Task requirements ▸
A: Rewrite the stretch of the article on the Quebec anti-Asian racism support group from "The platform doesn’t" through "than ignore it.", substituting "stigmatized" for "taboo".
B: Write the next part of the article on the Quebec anti-Asian racism support group, picking up after its final sentence.

SASKATOON -- In the face of ongoing anti-Asian attacks, nearly 6,000 Asian Quebecers are heading online to vent, comfort and even hold regular online classes tackling microaggressions and racism.

The booming Facebook community “Groupe d’Entraide contre le racisme envers les asiatiques au Québec” is a public, large-scale version of the countless private chat groups many Asians across the country have turned to over the past year.

“We are all volunteers trying to do our best to help our communities in our own way, and the best way is online,” Vietnamese Montrealer Laura Luu, who created the group last March, told CTVNews.ca in a phone interview on Tuesday. Her group’s name is translated to: “Mutual Aid Group Against Racism Against Asians in Quebec.”

It began a place where those in Quebec and Ontario with Asian roots could vent about anti-Asian attacks and landmarks being defaced. In 2020, reported attacks have spiked across the country, including in Montreal, Vancouver and Ottawa.

Julie Tran, one of the group administrators, likens it to a grassroots “melting pot of different Asian people,” where they celebrate difference but also tackle common challenges in an informal way.

The platform doesn’t track anti-Asian attacks in Canada, like Montreal-based Center for Research-Action on Race Relations; the Chinese Canadian National Council — For Social Justice (CCNC-SJ) or Project 1907.

Although Luu supports those efforts, her group functions more as an outlet for people to give testimonials on how they’re feeling; anonymously describe racism they’ve experienced, and find formal places where those with racism-related mental trauma could go.

“We try to raise awareness with mental health because it’s very taboo in the Asian community,” Luu said, noting that younger generations though are more likely to want to face racism head-on rather than ignore it.

REDUCING MENTAL HEALTH STIGMA 'QUITE VALUABLE'

They’ve held Facebook Live videos hosted by trained psychotherapists who hold bilingual sessions stressing that it’s “normal to feel anxious or scared” and that racism shouldn’t be downplayed.

Tran hosts Zoom meetings to educate and familiarize people with terms such as microaggressions and gaslighting, so that they can better articulate what they’ve experienced.

(Stored items from a collection)
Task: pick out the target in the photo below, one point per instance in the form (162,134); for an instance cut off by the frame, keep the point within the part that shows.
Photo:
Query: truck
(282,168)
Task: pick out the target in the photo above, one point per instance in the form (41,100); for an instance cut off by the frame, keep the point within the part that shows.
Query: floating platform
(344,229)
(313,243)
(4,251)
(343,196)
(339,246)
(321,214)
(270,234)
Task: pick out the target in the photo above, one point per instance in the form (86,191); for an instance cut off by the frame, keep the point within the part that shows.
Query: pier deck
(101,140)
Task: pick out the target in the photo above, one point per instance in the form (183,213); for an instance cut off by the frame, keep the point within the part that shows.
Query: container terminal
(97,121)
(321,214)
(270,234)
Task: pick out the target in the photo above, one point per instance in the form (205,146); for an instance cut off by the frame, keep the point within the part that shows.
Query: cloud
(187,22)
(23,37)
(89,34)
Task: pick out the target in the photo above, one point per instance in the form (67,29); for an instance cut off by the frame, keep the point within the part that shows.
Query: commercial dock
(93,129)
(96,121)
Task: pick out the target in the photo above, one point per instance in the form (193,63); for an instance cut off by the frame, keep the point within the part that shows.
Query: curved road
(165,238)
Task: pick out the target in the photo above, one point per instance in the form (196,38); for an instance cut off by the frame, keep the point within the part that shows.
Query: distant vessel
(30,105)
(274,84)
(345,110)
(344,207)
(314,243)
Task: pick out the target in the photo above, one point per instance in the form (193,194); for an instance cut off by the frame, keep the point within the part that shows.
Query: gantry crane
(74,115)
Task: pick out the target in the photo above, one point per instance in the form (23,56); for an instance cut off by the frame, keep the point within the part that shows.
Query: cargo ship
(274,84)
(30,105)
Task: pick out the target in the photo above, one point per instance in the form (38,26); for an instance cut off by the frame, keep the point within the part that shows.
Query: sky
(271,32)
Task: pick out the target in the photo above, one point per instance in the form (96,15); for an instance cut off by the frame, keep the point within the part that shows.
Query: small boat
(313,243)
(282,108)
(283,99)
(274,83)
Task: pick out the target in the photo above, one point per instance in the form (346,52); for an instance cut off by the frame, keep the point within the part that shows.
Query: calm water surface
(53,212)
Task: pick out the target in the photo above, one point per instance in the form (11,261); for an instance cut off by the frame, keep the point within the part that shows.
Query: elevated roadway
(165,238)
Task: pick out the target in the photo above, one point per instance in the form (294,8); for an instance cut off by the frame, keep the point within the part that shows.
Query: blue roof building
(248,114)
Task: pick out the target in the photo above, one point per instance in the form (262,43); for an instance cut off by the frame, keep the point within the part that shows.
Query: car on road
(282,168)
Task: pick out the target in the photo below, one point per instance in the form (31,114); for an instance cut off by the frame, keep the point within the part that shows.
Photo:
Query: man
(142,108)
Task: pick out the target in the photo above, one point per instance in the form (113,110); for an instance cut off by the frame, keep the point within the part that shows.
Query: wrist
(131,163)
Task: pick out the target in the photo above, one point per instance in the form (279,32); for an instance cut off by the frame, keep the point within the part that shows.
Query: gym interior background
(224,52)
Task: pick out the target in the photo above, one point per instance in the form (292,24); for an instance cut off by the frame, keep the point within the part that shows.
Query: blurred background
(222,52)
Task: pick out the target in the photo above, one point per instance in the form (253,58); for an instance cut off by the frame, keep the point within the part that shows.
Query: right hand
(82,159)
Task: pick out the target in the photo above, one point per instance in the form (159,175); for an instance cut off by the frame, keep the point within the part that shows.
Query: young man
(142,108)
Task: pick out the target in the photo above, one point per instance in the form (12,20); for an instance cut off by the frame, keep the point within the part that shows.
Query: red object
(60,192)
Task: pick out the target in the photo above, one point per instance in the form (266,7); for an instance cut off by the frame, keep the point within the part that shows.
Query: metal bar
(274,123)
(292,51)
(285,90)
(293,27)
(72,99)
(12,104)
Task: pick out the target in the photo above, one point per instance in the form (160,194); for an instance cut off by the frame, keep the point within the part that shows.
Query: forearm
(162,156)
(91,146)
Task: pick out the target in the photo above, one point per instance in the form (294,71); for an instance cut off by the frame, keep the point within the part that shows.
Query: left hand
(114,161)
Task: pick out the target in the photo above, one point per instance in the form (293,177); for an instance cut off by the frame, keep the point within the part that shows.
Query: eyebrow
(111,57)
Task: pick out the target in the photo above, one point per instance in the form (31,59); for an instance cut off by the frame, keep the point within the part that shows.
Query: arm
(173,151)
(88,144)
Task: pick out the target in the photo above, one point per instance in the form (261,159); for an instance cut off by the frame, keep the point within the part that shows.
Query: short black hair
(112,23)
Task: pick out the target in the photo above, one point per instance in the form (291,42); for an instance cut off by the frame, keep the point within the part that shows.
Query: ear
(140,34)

Expected outputs ▸
A:
The platform doesn’t track anti-Asian attacks in Canada, like Montreal-based Center for Research-Action on Race Relations; the Chinese Canadian National Council — For Social Justice (CCNC-SJ) or Project 1907.

Although Luu supports those efforts, her group functions more as an outlet for people to give testimonials on how they’re feeling; anonymously describe racism they’ve experienced, and find formal places where those with racism-related mental trauma could go.

“We try to raise awareness with mental health because it’s very stigmatized in the Asian community,” Luu said, noting that younger generations though are more likely to want to face racism head-on rather than ignore it.

B:
“In the media or regular conversation, there can be a hot pot of words that people don’t really understand,” the social work graduate student told CTVNews.ca in a phone interview. “Yes, we talk about feelings, but we’re also giving them tools so they can apply them on a daily basis.”

“It’s really empowering for them to put [specific] words to their realities,” Tran said, adding that speaking about anti-Asian racism can be challenging with friends who are white or who come from a non-Asian community of colour.

University of Victoria counselling psychology assistant Prof. Fred Chou, who isn’t affiliated with the online support group, applauded their efforts to reduce mental health stigma, calling it “quite valuable.”

“The community response of people coming together to support one another is inherently good,” he told CTVNews.ca in a phone interview. “It’s like acknowledging that ‘I’m not going through this alone.’”

“It’s really quite profound. I feel inspired to know that this is happening,” he said, adding that the group could allow people to regain some level of control.

No stranger to similar efforts himself, early last year, Chou helped create an online resource for Asian youth to help them navigate through the complexities of systemic oppression in Canada and their own racial identities.

Chou felt the group’s informal nature could be a great gateway to greater acceptance of formal mental health services, if necessary.

Luu and Tran agreed and called for more provincial funding of services for victims of racially motivated attacks; as well as mental health specialists in Quebec who are aware of cultural mental health stigmas.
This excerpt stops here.